> [PAGE EXTRACT]:
******
Diversity, equity and inclusion policies are under attack after President Trump signed an executive order banning affirmative action in federal contracting and shuttering DEI offices inside federal agencies.
Although the executive order does not address DEI policies within private companies or nongovernmental entities, experts say it will encourage corporate powerhouses to discard such programs.
The order empowers the Justice Department and other agencies to investigate private entities with training and hiring practices that DEI critics say discriminate against nonminority groups such as White men. It also bans federal contractors and other recipients of federal funding, such as universities, from conducting anti-bias training on concepts such as systemic racism.
“This is absolutely the end of DEI because the order they’ve implemented puts real teeth into getting rid of DEI,” said Dan Lennington, deputy counsel for the Wisconsin Institute for Law & Liberty, which has filed lawsuits over federal DEI programs.
******
> [DATA ROWS]:
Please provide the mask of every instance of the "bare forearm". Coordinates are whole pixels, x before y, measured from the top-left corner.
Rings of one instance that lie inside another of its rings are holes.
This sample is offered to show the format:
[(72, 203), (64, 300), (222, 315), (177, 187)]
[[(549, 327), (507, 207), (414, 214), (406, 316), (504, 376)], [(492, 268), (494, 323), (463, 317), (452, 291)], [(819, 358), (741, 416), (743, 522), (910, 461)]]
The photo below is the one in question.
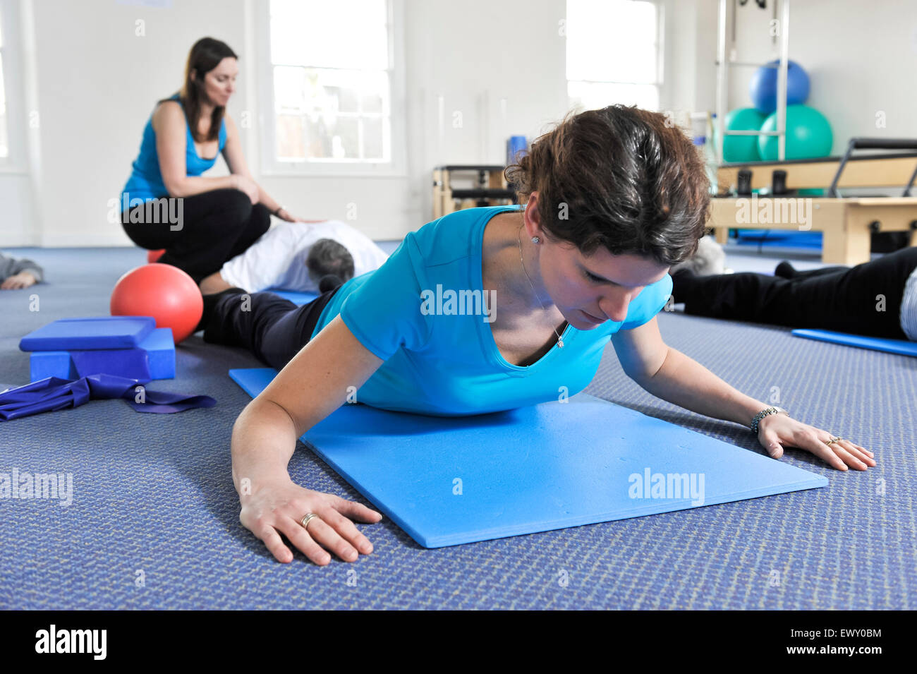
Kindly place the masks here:
[(203, 194), (214, 190), (236, 190), (238, 182), (235, 175), (221, 175), (217, 178), (205, 178), (199, 175), (185, 176), (171, 185), (166, 185), (169, 196), (176, 198)]
[(255, 400), (233, 425), (232, 479), (241, 493), (240, 481), (250, 483), (288, 476), (287, 464), (296, 447), (293, 419), (280, 405)]
[(281, 207), (281, 204), (274, 201), (260, 185), (258, 185), (258, 203), (263, 204), (271, 213), (274, 213)]
[(659, 370), (648, 379), (637, 380), (637, 383), (657, 398), (679, 407), (746, 426), (768, 407), (671, 347)]

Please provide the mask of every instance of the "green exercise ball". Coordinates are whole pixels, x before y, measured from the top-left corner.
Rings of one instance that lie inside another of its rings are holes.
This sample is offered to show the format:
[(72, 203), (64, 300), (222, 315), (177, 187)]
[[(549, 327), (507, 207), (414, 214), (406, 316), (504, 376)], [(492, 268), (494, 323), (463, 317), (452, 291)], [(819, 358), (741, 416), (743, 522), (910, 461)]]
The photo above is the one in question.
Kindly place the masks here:
[[(726, 113), (724, 120), (727, 131), (757, 131), (764, 124), (767, 115), (753, 107), (740, 107)], [(757, 149), (758, 136), (726, 136), (723, 141), (723, 160), (760, 161)]]
[[(764, 120), (762, 131), (777, 130), (777, 113), (772, 113)], [(831, 125), (822, 113), (808, 105), (787, 105), (787, 145), (788, 160), (807, 160), (828, 157), (834, 143)], [(758, 150), (765, 161), (777, 160), (777, 137), (759, 136)]]

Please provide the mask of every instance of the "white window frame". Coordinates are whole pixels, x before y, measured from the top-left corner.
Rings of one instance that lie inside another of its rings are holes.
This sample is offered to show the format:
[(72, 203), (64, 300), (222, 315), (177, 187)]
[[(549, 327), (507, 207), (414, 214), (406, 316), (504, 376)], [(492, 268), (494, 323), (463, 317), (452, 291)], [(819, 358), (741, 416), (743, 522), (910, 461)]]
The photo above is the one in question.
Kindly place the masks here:
[[(666, 37), (666, 7), (664, 3), (660, 0), (639, 0), (640, 2), (647, 2), (651, 5), (656, 6), (656, 82), (652, 83), (641, 84), (642, 86), (655, 86), (657, 93), (657, 100), (659, 102), (659, 107), (663, 106), (663, 94), (665, 92), (665, 62), (666, 62), (666, 50), (665, 50), (665, 37)], [(566, 12), (566, 2), (564, 3), (565, 12)], [(569, 107), (573, 106), (573, 98), (569, 95), (569, 83), (571, 82), (581, 82), (587, 84), (596, 83), (596, 84), (633, 84), (635, 83), (629, 82), (617, 82), (612, 80), (567, 80), (567, 91), (568, 91), (568, 105)], [(608, 105), (614, 105), (613, 103), (609, 103)]]
[(257, 39), (258, 58), (261, 64), (258, 71), (260, 105), (259, 127), (261, 145), (261, 174), (269, 176), (383, 176), (406, 177), (407, 144), (404, 123), (404, 6), (403, 0), (386, 0), (389, 27), (389, 83), (391, 91), (390, 122), (392, 155), (391, 161), (282, 161), (276, 157), (276, 118), (274, 114), (274, 76), (271, 62), (271, 3), (258, 3)]
[(3, 35), (4, 94), (6, 98), (6, 138), (9, 152), (0, 157), (0, 173), (27, 173), (25, 90), (20, 66), (22, 17), (19, 3), (0, 0)]

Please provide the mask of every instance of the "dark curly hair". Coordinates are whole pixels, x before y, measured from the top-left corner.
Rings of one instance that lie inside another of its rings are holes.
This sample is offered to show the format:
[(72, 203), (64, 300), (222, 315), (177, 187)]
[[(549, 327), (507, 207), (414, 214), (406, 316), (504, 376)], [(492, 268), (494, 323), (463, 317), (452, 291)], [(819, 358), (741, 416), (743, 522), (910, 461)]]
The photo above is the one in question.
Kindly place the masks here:
[(695, 146), (662, 113), (609, 105), (569, 113), (504, 175), (519, 203), (538, 193), (548, 238), (672, 266), (697, 250), (710, 181)]

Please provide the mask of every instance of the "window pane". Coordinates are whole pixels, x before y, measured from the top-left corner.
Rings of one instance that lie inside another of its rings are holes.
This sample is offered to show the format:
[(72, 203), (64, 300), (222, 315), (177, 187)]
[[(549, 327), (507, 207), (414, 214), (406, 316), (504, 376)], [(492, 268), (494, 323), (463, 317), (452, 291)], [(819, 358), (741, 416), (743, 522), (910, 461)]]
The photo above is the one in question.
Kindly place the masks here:
[(3, 81), (3, 54), (0, 54), (0, 157), (9, 156), (9, 137), (6, 135), (6, 92)]
[(644, 110), (659, 111), (659, 90), (655, 84), (569, 82), (567, 93), (572, 106), (581, 105), (586, 110), (597, 110), (620, 103)]
[(282, 160), (305, 159), (305, 132), (304, 118), (299, 115), (277, 116), (277, 158)]
[(277, 112), (304, 111), (306, 81), (304, 68), (274, 67), (274, 104)]
[(567, 0), (567, 79), (657, 83), (657, 12), (648, 2)]
[(271, 0), (273, 63), (389, 67), (386, 0)]
[(363, 118), (363, 157), (368, 160), (383, 160), (381, 117)]
[(359, 159), (359, 120), (315, 115), (306, 118), (309, 159)]

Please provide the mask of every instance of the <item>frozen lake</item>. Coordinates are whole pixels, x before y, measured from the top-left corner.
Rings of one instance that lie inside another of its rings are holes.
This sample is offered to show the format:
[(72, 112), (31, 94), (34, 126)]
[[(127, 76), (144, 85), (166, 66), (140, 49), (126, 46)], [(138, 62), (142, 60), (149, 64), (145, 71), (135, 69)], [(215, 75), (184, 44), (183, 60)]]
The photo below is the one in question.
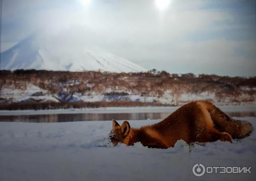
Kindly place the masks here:
[[(0, 122), (60, 122), (76, 121), (163, 119), (170, 113), (76, 113), (0, 116)], [(256, 117), (256, 112), (226, 112), (230, 117)]]

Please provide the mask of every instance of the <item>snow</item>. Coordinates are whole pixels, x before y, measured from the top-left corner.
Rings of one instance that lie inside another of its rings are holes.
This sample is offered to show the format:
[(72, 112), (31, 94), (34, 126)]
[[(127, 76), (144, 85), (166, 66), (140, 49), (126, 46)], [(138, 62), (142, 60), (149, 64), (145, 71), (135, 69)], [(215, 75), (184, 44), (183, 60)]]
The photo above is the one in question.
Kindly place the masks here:
[[(1, 68), (53, 71), (98, 71), (136, 72), (147, 70), (123, 58), (94, 45), (70, 45), (41, 40), (35, 34), (0, 54)], [(74, 46), (73, 45), (72, 46)]]
[[(256, 118), (233, 118), (256, 126)], [(160, 120), (129, 120), (131, 127)], [(121, 124), (122, 121), (118, 121)], [(233, 143), (218, 141), (149, 149), (109, 144), (111, 121), (58, 123), (0, 122), (0, 180), (252, 180), (256, 133)], [(192, 175), (194, 164), (252, 167), (252, 173)]]
[[(41, 102), (58, 102), (55, 98), (47, 95), (47, 91), (33, 84), (29, 84), (19, 88), (4, 85), (1, 89), (0, 96), (12, 102), (26, 102), (28, 100), (40, 100)], [(37, 93), (42, 94), (38, 96)]]
[[(58, 109), (54, 110), (0, 110), (0, 115), (29, 115), (38, 114), (78, 114), (78, 113), (172, 113), (180, 106), (106, 107)], [(225, 113), (253, 112), (256, 111), (256, 106), (218, 106)]]

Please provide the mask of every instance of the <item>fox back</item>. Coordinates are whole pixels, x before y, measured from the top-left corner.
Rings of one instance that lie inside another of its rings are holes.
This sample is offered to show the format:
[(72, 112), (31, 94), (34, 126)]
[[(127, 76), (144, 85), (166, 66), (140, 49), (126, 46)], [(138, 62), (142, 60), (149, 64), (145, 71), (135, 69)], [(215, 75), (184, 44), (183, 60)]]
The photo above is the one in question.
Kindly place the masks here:
[(211, 103), (194, 101), (178, 109), (162, 121), (140, 128), (131, 128), (125, 121), (120, 126), (113, 119), (110, 137), (114, 145), (132, 145), (140, 142), (148, 147), (167, 148), (182, 139), (188, 144), (220, 140), (232, 142), (252, 130), (247, 122), (234, 120)]

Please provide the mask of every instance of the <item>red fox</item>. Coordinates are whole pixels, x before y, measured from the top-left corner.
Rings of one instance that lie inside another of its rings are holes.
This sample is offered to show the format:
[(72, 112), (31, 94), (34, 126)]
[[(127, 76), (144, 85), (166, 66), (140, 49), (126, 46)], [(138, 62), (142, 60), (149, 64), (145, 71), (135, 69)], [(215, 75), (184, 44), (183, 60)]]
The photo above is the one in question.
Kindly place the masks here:
[(232, 142), (252, 131), (250, 123), (229, 117), (211, 102), (197, 101), (184, 105), (162, 121), (140, 128), (131, 128), (127, 121), (120, 126), (112, 120), (110, 138), (114, 145), (133, 145), (140, 142), (150, 148), (173, 147), (182, 139), (189, 144), (217, 140)]

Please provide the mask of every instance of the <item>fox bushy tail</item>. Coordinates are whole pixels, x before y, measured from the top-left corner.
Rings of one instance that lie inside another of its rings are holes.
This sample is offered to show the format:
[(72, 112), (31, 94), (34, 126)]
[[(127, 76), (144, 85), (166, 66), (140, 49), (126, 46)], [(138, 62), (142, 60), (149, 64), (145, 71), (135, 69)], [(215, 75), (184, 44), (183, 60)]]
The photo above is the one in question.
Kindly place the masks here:
[(246, 137), (252, 131), (250, 123), (233, 119), (213, 105), (211, 105), (208, 109), (216, 129), (228, 133), (233, 138), (238, 139)]

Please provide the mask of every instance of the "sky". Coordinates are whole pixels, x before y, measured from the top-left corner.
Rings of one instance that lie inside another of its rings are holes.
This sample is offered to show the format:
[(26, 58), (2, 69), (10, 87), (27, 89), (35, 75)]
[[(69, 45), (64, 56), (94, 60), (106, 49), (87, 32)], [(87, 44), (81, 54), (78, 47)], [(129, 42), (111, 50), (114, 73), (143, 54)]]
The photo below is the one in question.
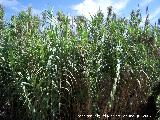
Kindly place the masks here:
[(55, 13), (60, 10), (66, 15), (90, 18), (99, 9), (106, 14), (109, 6), (113, 7), (118, 16), (126, 18), (129, 18), (132, 10), (140, 9), (143, 21), (148, 6), (150, 22), (155, 23), (160, 18), (160, 0), (0, 0), (0, 4), (5, 8), (7, 19), (28, 7), (32, 7), (33, 13), (38, 15), (50, 8)]

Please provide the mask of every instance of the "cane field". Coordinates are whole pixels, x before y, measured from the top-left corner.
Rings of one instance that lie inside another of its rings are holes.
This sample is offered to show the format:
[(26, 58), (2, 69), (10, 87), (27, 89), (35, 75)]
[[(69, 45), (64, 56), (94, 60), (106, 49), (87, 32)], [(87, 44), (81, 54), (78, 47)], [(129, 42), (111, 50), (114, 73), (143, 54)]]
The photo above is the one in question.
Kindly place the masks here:
[[(0, 120), (160, 120), (160, 28), (0, 6)], [(129, 116), (132, 115), (132, 116)]]

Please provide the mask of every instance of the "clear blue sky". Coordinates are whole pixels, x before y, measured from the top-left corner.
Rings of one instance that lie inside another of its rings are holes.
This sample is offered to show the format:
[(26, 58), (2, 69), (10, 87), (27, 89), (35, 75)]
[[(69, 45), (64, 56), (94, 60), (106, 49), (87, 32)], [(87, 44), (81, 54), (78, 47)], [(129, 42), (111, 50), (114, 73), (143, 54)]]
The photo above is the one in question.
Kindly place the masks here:
[(0, 0), (0, 4), (5, 7), (6, 18), (21, 10), (26, 10), (29, 6), (33, 8), (35, 14), (40, 14), (51, 7), (55, 13), (61, 10), (72, 16), (84, 15), (86, 17), (95, 14), (99, 8), (106, 13), (106, 8), (113, 6), (113, 10), (119, 16), (129, 17), (131, 11), (138, 8), (138, 4), (143, 20), (145, 20), (147, 6), (152, 23), (160, 18), (160, 0)]

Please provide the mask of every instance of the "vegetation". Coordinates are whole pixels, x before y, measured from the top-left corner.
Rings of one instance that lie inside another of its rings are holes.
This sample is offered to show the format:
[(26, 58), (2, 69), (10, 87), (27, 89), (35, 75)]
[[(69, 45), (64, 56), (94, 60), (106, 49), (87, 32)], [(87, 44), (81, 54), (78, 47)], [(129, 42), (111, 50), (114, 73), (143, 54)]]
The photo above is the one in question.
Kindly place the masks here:
[(1, 6), (0, 119), (160, 118), (158, 26), (148, 17), (140, 26), (139, 10), (127, 20), (109, 7), (106, 16), (40, 18), (29, 8), (6, 22)]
******
> [TASKS]:
1 - Answer these questions about the news excerpt on the DEI executive order, one line each:
(a) What kind of training does the order bar federal contractors and other recipients of federal funding from conducting?
(b) What position does Dan Lennington hold?
(c) Within which kinds of organizations does the order not address DEI policies?
2 - Summarize the news excerpt on the DEI executive order in two sentences.
3 - List every action that the news excerpt on the DEI executive order says the order takes.

> [RESULTS]:
1 -
(a) Anti-bias training on concepts such as systemic racism.
(b) Deputy counsel for the Wisconsin Institute for Law & Liberty.
(c) Private companies and nongovernmental entities.

2 - President Trump signed an executive order that bans affirmative action in federal contracting, shutters DEI offices inside federal agencies, empowers agencies to investigate private entities' training and hiring practices, and bars federal funding recipients from anti-bias training on concepts such as systemic racism. Although the order does not address DEI policies at private companies, experts say it will encourage corporations to discard such programs, and one lawyer called it "absolutely the end of DEI."

3 -
- Bans affirmative action in federal contracting
- Shutters DEI offices inside federal agencies
- Empowers the Justice Department and other agencies to investigate private entities with training and hiring practices that DEI critics say discriminate against nonminority groups
- Bans federal contractors and other recipients of federal funding from conducting anti-bias training on concepts such as systemic racism